**To do**.
a – In the London Pet Show thread, which two cats does Steverags say will go on exhibition?
b – Summarize the London Pet Show thread in two sentences.
c – Decide whether each statement agrees with the London Pet Show thread, answering yes or no and quoting the deciding words: (i) Gem16 found the cat information on the website. (ii) Steverags has already chosen which day to go. (iii) carly87 knows about the cat exhibitions because of the GCCF.

+++ Text passage

# The London Pet show



## Steverags (Jul 19, 2010)

For all with any kind of pets how about a day at the London Pet Show.

London Pet Show - Home


----------



## Gem16 (Aug 5, 2010)

Oh i would love to go!


----------



## Gem16 (Aug 5, 2010)

I feel a bit silly asking this cause i have the website right infront of me but can't find the info  does anyone know when all the cats will be there or is it both days?
oh i hate choosing which day to go incase i miss the best bits lol!


----------



## poshmog (Mar 2, 2009)

Sat and sunday for the cats .

I,m probably going on sunday ,as one of mine will be on exhibition


----------



## Steverags (Jul 19, 2010)

They will be there both days, we are going on exhibition with Jack and Hobnob, not sure which day yet.



Gem16 said:


> I feel a bit silly asking this cause i have the website right infront of me but can't find the info  does anyone know when all the cats will be there or is it both days?
> oh i hate choosing which day to go incase i miss the best bits lol!


----------



## carly87 (Feb 11, 2011)

Is it worth a long, hard journey to get there? The website doesn't have much information on traders that will be there etc. I know what's going on with the cat exhibitions because of the GCCF, but that's about it.


----------

++++++
+++ Data entries

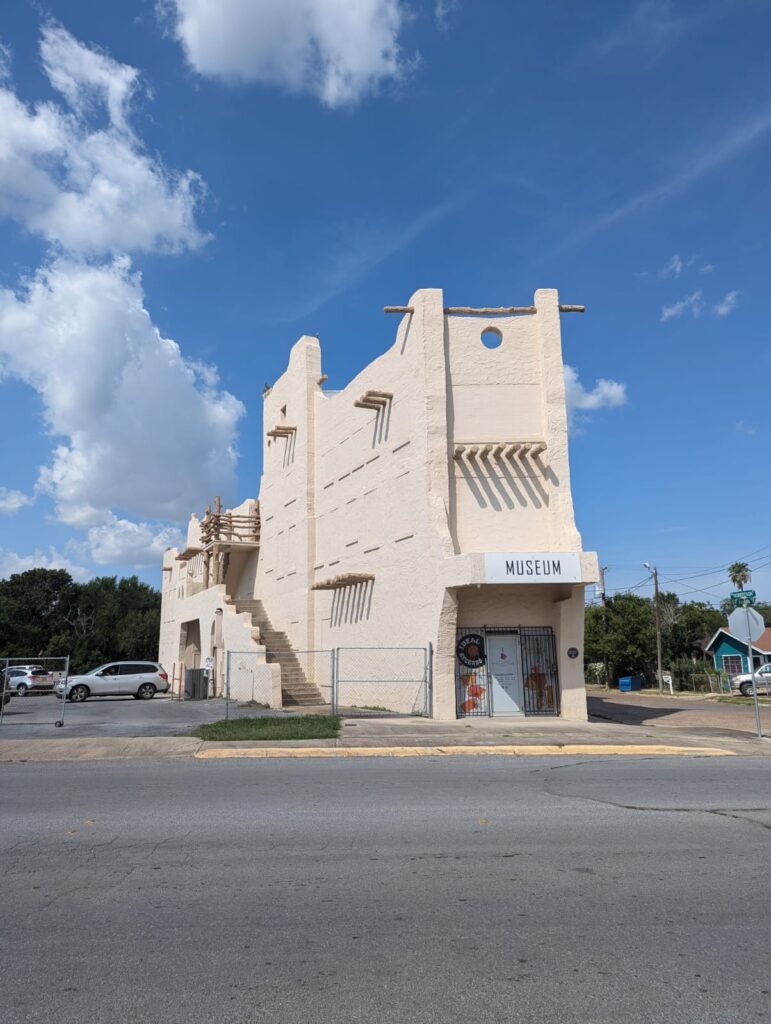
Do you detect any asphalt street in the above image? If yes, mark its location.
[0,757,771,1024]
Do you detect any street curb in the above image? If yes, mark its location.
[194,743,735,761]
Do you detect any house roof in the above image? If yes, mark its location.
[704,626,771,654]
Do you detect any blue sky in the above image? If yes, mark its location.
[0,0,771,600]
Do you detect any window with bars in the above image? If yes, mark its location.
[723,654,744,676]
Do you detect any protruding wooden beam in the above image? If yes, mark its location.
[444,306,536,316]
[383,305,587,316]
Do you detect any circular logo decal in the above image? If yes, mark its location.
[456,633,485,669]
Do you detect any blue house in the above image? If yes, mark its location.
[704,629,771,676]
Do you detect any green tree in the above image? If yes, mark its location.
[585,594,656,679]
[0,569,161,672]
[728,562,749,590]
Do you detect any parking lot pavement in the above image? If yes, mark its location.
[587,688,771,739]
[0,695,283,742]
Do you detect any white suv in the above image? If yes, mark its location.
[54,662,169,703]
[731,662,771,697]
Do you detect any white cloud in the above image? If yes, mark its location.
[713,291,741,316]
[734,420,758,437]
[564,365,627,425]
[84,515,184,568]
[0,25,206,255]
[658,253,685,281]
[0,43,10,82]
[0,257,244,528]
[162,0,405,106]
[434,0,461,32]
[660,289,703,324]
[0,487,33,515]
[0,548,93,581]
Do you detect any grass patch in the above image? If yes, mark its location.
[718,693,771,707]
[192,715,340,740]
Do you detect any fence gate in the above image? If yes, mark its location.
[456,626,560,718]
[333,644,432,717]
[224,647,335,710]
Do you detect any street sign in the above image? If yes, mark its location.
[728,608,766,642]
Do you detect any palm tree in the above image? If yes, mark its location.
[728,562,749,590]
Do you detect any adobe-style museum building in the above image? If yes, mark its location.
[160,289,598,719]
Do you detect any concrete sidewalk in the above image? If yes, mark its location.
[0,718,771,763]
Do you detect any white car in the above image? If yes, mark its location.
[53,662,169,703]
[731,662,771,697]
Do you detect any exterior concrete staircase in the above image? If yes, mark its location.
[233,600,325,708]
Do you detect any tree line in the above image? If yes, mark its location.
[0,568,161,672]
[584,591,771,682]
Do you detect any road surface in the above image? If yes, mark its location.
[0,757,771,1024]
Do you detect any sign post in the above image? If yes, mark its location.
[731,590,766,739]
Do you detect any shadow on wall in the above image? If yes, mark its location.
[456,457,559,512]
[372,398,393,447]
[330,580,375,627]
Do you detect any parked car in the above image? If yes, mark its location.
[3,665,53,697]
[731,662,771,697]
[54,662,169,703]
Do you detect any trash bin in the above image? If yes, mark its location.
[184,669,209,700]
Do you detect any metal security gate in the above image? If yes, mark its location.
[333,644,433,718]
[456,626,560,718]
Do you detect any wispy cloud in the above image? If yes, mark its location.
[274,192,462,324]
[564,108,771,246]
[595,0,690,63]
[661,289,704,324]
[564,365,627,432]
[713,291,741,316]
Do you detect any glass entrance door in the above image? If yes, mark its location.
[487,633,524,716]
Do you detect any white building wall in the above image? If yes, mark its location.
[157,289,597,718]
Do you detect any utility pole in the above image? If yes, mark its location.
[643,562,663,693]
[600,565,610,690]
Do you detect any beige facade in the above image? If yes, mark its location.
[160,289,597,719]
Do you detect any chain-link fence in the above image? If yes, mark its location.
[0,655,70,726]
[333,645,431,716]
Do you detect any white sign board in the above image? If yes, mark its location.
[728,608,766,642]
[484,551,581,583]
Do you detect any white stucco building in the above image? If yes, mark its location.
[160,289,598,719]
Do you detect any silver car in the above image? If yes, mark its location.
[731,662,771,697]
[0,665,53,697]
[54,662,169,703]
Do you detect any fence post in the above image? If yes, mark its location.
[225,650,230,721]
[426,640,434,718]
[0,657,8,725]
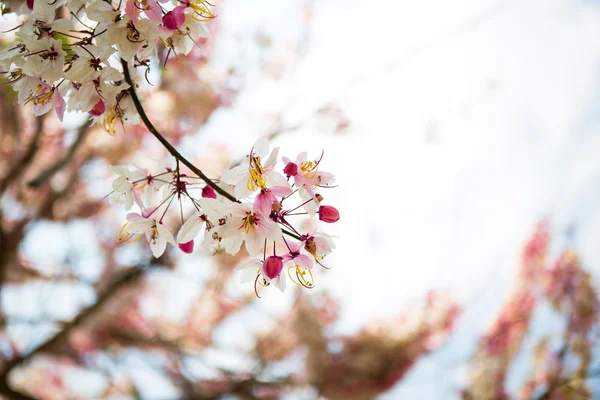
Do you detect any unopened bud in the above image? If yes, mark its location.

++++++

**Answer set**.
a – Jack and Hobnob.

b – Steverags suggests a day at the London Pet Show for anyone with pets, and Gem16 asks whether the cats will be there on both days. Replies say the cats will be there Saturday and Sunday, with poshmog and Steverags both planning to have cats on exhibition, while carly87 asks whether a long, hard journey is worth it because the website has little information on traders.

c –
(i) No: "can't find the info"
(ii) No: "not sure which day yet"
(iii) Yes: "I know what's going on with the cat exhibitions because of the GCCF"